• **Data for this exercise**:
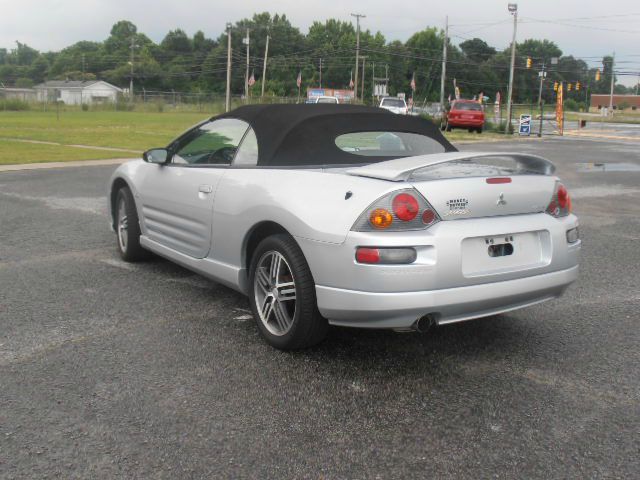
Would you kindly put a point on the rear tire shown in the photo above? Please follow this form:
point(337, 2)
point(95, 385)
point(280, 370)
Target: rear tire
point(128, 227)
point(282, 295)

• **Task brief**:
From the first line to the last, restate the entries exactly, without pictures.

• **Answer to this exercise**:
Would you kindly put a point on the rear tire shown in the photo above? Please follow this form:
point(337, 2)
point(95, 385)
point(280, 370)
Target: rear tire
point(128, 227)
point(282, 295)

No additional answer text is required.